▶ **Goal of the exercise**
Copy out the data word for word. The images are not part of the copy.

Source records
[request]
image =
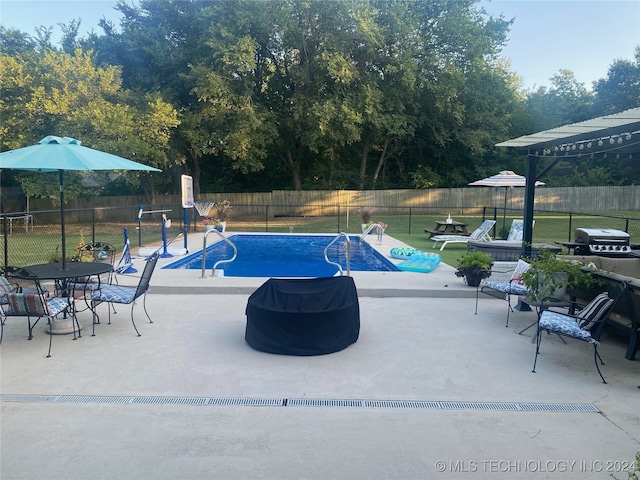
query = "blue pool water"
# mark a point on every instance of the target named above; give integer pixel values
(286, 256)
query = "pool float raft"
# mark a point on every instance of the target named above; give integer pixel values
(403, 253)
(416, 260)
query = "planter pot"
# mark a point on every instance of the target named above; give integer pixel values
(559, 287)
(473, 279)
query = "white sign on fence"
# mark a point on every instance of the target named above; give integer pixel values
(187, 191)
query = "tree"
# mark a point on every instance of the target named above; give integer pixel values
(620, 90)
(67, 95)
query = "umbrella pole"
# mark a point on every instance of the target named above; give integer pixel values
(64, 250)
(504, 211)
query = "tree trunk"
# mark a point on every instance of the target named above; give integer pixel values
(381, 160)
(294, 168)
(366, 145)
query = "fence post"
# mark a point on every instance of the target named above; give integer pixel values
(6, 240)
(570, 221)
(93, 225)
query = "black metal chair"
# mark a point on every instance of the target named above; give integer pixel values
(504, 283)
(38, 305)
(100, 252)
(111, 293)
(585, 326)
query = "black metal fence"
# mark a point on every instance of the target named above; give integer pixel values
(35, 236)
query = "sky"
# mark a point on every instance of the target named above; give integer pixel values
(584, 36)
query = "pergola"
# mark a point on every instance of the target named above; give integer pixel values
(617, 135)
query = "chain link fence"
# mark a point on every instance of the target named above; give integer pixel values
(35, 237)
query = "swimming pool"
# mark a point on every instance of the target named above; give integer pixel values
(286, 256)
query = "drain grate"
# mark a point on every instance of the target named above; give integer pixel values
(300, 402)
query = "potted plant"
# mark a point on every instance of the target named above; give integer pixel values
(474, 266)
(550, 276)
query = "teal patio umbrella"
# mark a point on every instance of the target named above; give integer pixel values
(57, 154)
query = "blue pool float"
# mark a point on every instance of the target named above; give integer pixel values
(403, 253)
(420, 262)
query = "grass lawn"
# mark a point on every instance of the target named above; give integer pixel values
(38, 246)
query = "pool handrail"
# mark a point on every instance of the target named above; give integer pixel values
(341, 234)
(371, 227)
(204, 252)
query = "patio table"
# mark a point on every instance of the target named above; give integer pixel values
(71, 273)
(444, 227)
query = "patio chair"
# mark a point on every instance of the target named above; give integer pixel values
(480, 234)
(585, 326)
(101, 252)
(112, 293)
(38, 305)
(505, 280)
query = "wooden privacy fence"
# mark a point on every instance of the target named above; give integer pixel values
(454, 200)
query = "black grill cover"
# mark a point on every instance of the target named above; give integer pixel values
(310, 316)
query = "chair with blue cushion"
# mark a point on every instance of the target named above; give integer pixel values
(585, 326)
(101, 252)
(111, 293)
(35, 305)
(504, 282)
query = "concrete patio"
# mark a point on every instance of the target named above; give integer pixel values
(430, 390)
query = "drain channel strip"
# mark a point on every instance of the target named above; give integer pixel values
(300, 402)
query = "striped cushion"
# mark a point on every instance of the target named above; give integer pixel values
(28, 304)
(57, 305)
(521, 267)
(590, 314)
(114, 294)
(557, 323)
(5, 288)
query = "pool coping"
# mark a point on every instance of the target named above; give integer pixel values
(440, 282)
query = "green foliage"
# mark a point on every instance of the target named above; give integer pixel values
(67, 94)
(286, 94)
(542, 278)
(474, 262)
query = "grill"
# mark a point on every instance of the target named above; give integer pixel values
(606, 242)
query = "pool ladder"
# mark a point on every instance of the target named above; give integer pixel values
(326, 257)
(373, 226)
(204, 253)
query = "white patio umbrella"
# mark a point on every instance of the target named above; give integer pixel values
(506, 179)
(57, 154)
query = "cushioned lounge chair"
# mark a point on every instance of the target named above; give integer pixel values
(585, 326)
(501, 286)
(480, 234)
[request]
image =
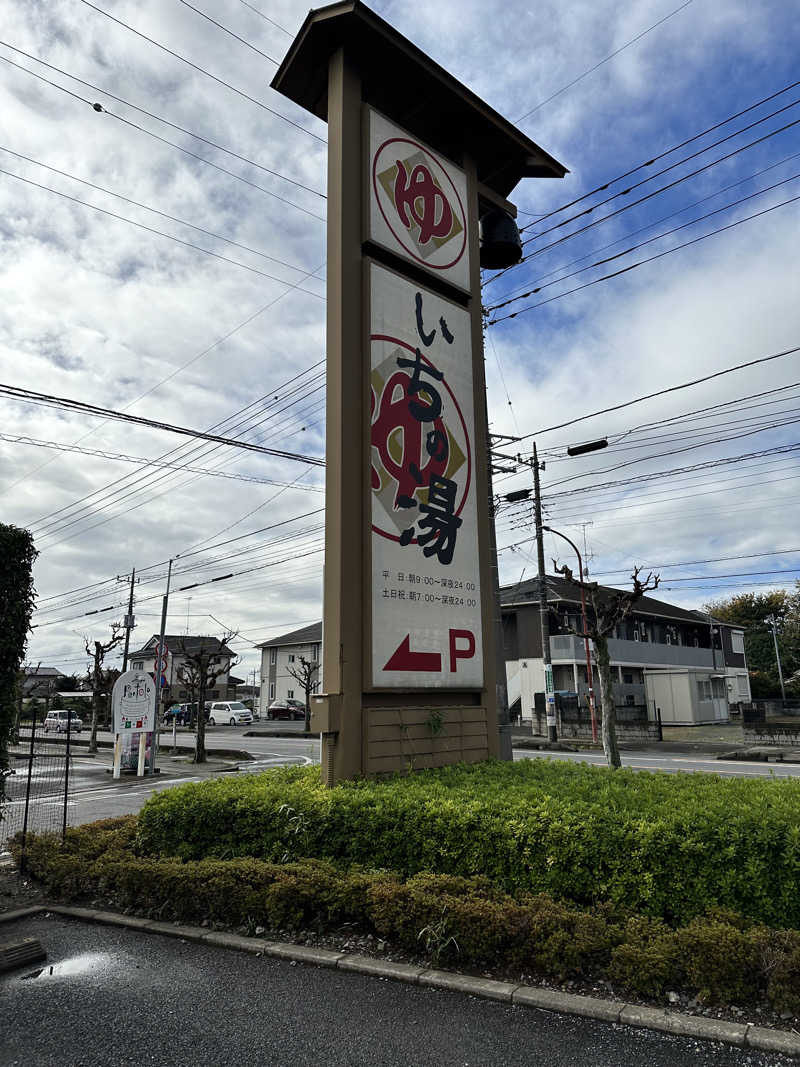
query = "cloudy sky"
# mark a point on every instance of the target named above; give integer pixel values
(121, 306)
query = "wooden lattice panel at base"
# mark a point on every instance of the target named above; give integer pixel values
(403, 739)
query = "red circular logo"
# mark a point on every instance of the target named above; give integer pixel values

▶ **Response area**
[request]
image =
query = "blue pool water"
# mark a point on every instance of the target named above; give integer pixel values
(286, 256)
query = "pool float raft"
# mark a point on every instance of the target named above; give integer pixel values
(403, 253)
(416, 260)
query = "planter pot"
# mark a point on every instance of the target named above; give integer pixel values
(559, 287)
(473, 279)
query = "white sign on fence"
# mark a point on every instance of the target named above; give integer pixel values
(187, 191)
query = "tree"
# mark a point on every instance of the target named above; give integer pixel values
(620, 90)
(67, 95)
query = "umbrella pole"
# mark a point on every instance of the target named above; give integer pixel values
(64, 250)
(504, 211)
query = "tree trunk"
# mark a point on every instance of the target named above; give integer pixel values
(381, 160)
(294, 168)
(366, 145)
query = "fence post"
# mark a point on every instance of the target named above; give integer pixel values
(6, 240)
(570, 221)
(93, 225)
query = "black metal chair"
# mark a point on every instance of the target named above; give integer pixel values
(504, 283)
(38, 305)
(100, 252)
(111, 293)
(585, 326)
query = "black metal fence"
# mark a point on every instance of the target named above; give integer pixel values
(35, 236)
query = "sky"
# mark a point on every instance of the target named above; give integer pixel values
(584, 36)
query = "pergola"
# mark a point on every instance of the target named above; give integer pixel values
(617, 135)
query = "chain link fence"
# mark a point on every instance of the target named above; give integer pixel values
(35, 237)
query = "swimming pool"
# mark a point on every instance of the target named above; give integer pixel values
(286, 256)
query = "drain grate"
# mark a point on every instance of the target named above; give integer pixel values
(300, 402)
query = "potted plant"
# mark a point on every instance of the target named above; give integer pixel values
(474, 266)
(550, 276)
query = "teal patio umbrella"
# mark a point on every instance of the target named above; give integer pixel values
(57, 154)
query = "blue pool float"
# mark a point on every instance of the target named above; give integer pixel values
(403, 253)
(420, 262)
query = "grass lawn"
# mark a point on every instance of the target named above; give integer pixel values
(38, 246)
query = "pool handrail"
# mark a point on every instance of the target named above; give integer pixel values
(341, 234)
(371, 227)
(204, 252)
query = "patio table"
# mark a point on every instance of the target named above; give integer pixel values
(71, 273)
(444, 227)
query = "patio chair"
# mark a point on every instance of the target named above; give integer pixel values
(480, 234)
(585, 326)
(101, 252)
(112, 293)
(38, 305)
(505, 280)
query = "wooden privacy fence"
# mark a point on every instance of the target named above; give integer pixel values
(454, 200)
query = "black grill cover"
# mark a point on every instance of the target named above; give integer pixel values
(310, 316)
query = "chair with blue cushion"
# mark a point on every instance of the target named above; give integer pixel values
(585, 326)
(101, 252)
(111, 293)
(35, 305)
(504, 282)
query = "concrete patio"
# mark a point on every instance of the target named above; give integer pixel values
(430, 390)
query = "drain channel strip"
# mark a point on every instance of the target named above; give integer pixel values
(300, 402)
query = "striped cushion"
# mark a point on every instance of the target named above; give integer pixel values
(28, 304)
(57, 305)
(521, 267)
(590, 314)
(114, 294)
(557, 323)
(5, 288)
query = "pool coping"
# mark a point on every instance of the target named above; give integer pixel values
(440, 282)
query = "green foliage"
# mark a point on every instance of the target named above; give integer pixel values
(67, 94)
(286, 94)
(542, 278)
(474, 262)
query = "grill"
# mark a point on every instance of the target named above; give integer pixel values
(606, 242)
query = "pool ladder"
# mark a point on every instance of the target named above; give integer pixel values
(326, 257)
(373, 226)
(204, 253)
query = "white patio umbrella"
# mark a point on every instance of the target named above; give integer pixel values
(506, 179)
(57, 154)
query = "cushioned lounge chair"
# mark a point on every instance of the target named above; give integer pixel values
(585, 326)
(501, 286)
(480, 234)
[request]
image =
query = "cloudy sky"
# mark a point on every instance of the target named above; give integer pixel values
(121, 306)
query = "wooden lattice panel at base"
# mark a point on every instance of the target named above; give integer pixel values
(403, 739)
query = "red circular logo"
# mark a point on every instance of the target named above; give integer pixel values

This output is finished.